## [TASK OBJECTIVE]
Copy out the data below. Leave nothing out and alter nothing.
○ ○ ○ ○
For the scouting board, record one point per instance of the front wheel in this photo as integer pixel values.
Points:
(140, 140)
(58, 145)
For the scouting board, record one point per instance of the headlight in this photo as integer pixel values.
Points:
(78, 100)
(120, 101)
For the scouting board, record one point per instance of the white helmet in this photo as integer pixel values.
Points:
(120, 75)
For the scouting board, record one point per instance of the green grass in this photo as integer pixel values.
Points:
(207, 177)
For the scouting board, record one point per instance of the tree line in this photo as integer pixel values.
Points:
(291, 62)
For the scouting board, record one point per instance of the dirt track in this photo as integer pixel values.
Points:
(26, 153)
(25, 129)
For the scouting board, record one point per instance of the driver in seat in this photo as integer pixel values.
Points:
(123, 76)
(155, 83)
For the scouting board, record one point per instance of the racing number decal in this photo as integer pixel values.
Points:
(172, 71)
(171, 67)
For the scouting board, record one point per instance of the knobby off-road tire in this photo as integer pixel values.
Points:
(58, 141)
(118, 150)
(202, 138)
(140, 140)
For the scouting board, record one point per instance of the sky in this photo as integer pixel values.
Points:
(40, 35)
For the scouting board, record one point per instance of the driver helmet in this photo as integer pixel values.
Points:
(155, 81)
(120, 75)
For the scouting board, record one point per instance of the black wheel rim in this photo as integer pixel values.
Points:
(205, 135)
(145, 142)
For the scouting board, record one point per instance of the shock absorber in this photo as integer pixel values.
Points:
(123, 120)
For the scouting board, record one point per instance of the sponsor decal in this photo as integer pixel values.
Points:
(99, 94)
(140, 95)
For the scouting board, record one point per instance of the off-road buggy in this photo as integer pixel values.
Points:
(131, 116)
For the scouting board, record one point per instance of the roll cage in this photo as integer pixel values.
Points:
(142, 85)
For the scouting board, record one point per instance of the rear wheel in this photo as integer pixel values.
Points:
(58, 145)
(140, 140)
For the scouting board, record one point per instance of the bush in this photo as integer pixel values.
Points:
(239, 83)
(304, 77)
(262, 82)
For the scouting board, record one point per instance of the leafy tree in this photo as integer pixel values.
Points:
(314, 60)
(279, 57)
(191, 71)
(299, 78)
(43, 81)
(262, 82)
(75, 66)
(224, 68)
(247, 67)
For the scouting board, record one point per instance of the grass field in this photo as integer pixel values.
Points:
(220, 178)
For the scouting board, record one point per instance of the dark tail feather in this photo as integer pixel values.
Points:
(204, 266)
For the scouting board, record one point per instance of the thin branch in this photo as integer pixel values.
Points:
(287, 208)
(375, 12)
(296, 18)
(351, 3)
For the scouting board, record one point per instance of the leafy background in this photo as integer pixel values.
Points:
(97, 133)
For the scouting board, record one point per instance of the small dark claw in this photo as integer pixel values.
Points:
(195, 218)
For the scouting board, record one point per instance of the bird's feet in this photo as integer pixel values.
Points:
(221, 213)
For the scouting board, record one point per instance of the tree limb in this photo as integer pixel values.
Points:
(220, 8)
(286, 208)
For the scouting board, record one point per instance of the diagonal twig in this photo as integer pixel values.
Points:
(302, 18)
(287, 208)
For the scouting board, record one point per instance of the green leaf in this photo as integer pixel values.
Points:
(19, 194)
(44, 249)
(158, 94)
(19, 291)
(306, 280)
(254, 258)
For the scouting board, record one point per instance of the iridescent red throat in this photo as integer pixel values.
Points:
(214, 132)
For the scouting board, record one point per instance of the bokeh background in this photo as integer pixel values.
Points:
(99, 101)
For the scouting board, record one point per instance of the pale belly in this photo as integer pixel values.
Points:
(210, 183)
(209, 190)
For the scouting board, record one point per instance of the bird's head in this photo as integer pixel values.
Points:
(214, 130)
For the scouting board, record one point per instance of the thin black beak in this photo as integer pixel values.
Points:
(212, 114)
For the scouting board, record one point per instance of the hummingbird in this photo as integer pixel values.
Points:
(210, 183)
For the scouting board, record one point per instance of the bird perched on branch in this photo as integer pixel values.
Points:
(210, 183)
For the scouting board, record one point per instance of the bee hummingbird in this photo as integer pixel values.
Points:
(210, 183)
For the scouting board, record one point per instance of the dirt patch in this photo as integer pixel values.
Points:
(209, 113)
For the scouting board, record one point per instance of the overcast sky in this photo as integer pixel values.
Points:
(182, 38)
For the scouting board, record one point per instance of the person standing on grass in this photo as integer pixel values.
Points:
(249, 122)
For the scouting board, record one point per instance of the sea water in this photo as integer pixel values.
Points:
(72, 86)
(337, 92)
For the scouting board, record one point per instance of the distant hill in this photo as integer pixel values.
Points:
○ ○ ○ ○
## [EXERCISE OUTPUT]
For the scouting board, record one point per instance of the front wheel in this photo as integer pixel values.
Points:
(140, 140)
(58, 145)
For the scouting board, record one point per instance of the headlight in this photo as integer pixel values.
Points:
(78, 100)
(120, 101)
For the scouting board, record one point per instance of the white helmet in this photo as integer pixel values.
Points:
(120, 75)
For the scouting board, record one point per instance of the green grass in this photo as integer pixel values.
Points:
(207, 177)
For the scouting board, record one point per instance of the tree line in this photo as integer pixel values.
Points:
(291, 62)
For the scouting board, record one point per instance of the dirt track in this photo as integer pixel values.
Points:
(26, 153)
(25, 129)
For the scouting board, record one point per instance of the driver in seat in this photo as integer pixel values.
Points:
(123, 76)
(155, 83)
For the scouting board, record one point per instance of the racing number decal in this photo as integer pixel values.
Points:
(172, 71)
(171, 67)
For the scouting board, record one point per instance of the knobby off-road tire in this photo as integer pixel values.
Points:
(58, 141)
(118, 150)
(202, 138)
(140, 140)
For the scouting board, record one point per instance of the sky in this photo as integer pixel values.
Points:
(40, 35)
For the scouting board, record one point per instance of the driver helmet in this photo as integer pixel values.
Points:
(155, 81)
(120, 75)
For the scouting board, record one point per instance of the black wheel rim in this photo as integer pixel values.
Points:
(205, 135)
(145, 142)
For the scouting board, record one point per instance of the shock absorber in this photo as integer pixel values.
Points:
(123, 120)
For the scouting board, record one point per instance of the sponsor decal in this photo as integer pixel values.
Points:
(99, 94)
(140, 95)
For the scouting board, record one point per instance of the off-road buggy in this photo as integer pixel values.
Points:
(131, 116)
For the scouting board, record one point per instance of the roll cage in this photo as integer pixel values.
Points:
(142, 85)
For the scouting board, record one point per instance of the rear wheel in this photo as integer pixel values.
Points:
(58, 145)
(140, 140)
For the scouting board, record one point per instance of the bush in this photo as integer pixel values.
Points:
(239, 83)
(304, 77)
(262, 82)
For the scouting board, record one point per instance of the leafy tree in this photo as integer pixel values.
Points:
(314, 60)
(279, 57)
(191, 71)
(299, 78)
(43, 81)
(262, 82)
(75, 66)
(224, 68)
(247, 67)
For the scouting board, record one point per instance of the grass field in this photo as integer pixel values.
Points:
(220, 178)
For the scouting board, record one point per instance of the dark tail feather in this photo as integer pixel values.
Points:
(204, 266)
For the scouting board, record one point per instance of the thin branch in this photo as integer pixel values.
Points:
(287, 208)
(375, 12)
(296, 18)
(351, 3)
For the scouting board, record one point per instance of the leafy background in this photo as integer pixel values.
Points:
(97, 133)
For the scouting board, record one point per instance of the small dark claw in this photo as integer pixel values.
Points:
(195, 218)
For the scouting board, record one point per instance of the bird's feet in this photo as integer pixel values.
Points:
(221, 213)
For the scouting board, record one point per instance of the tree limb in this photo as integer pixel values.
Points:
(220, 8)
(286, 208)
For the scouting board, record one point per instance of the diagonal twig in this photo as integer pixel values.
Points:
(302, 18)
(287, 208)
For the scouting board, record one point per instance of the green leaf in this photo as integer pixel values.
Points:
(19, 194)
(44, 249)
(158, 94)
(19, 291)
(306, 280)
(254, 258)
For the scouting board, record one point per instance of the iridescent red throat in this photo as integer pixel values.
Points:
(214, 132)
For the scouting board, record one point per instance of the bokeh background in this photo as integer pixel values.
Points:
(99, 101)
For the scouting board, record one point per instance of the pale belly in this photo as integer pixel values.
Points:
(210, 183)
(209, 190)
For the scouting board, record one point per instance of the bird's head in this photo as integer pixel values.
Points:
(214, 130)
For the scouting board, record one point per instance of the thin black beak in this photo as integer pixel values.
Points:
(212, 114)
For the scouting board, record one point per instance of the hummingbird in this photo as integer pixel values.
Points:
(210, 183)
For the scouting board, record one point per instance of the bird perched on branch in this photo as integer pixel values.
Points:
(210, 183)
For the scouting board, record one point per instance of the bee hummingbird in this photo as integer pixel values.
Points:
(210, 183)
For the scouting board, record one point per instance of the dirt patch in this photo as integer pixel values.
Points:
(209, 113)
For the scouting board, record one point per instance of the overcast sky in this photo as integer pixel values.
Points:
(182, 38)
For the scouting board, record one point per instance of the person standing on grass in this photo as integer pixel values.
Points:
(249, 122)
For the scouting board, record one point per instance of the sea water in this photo as integer pixel values.
Points:
(72, 86)
(337, 92)
For the scouting board, record one point per instance of the distant hill in this photo as integer pixel values.
Points:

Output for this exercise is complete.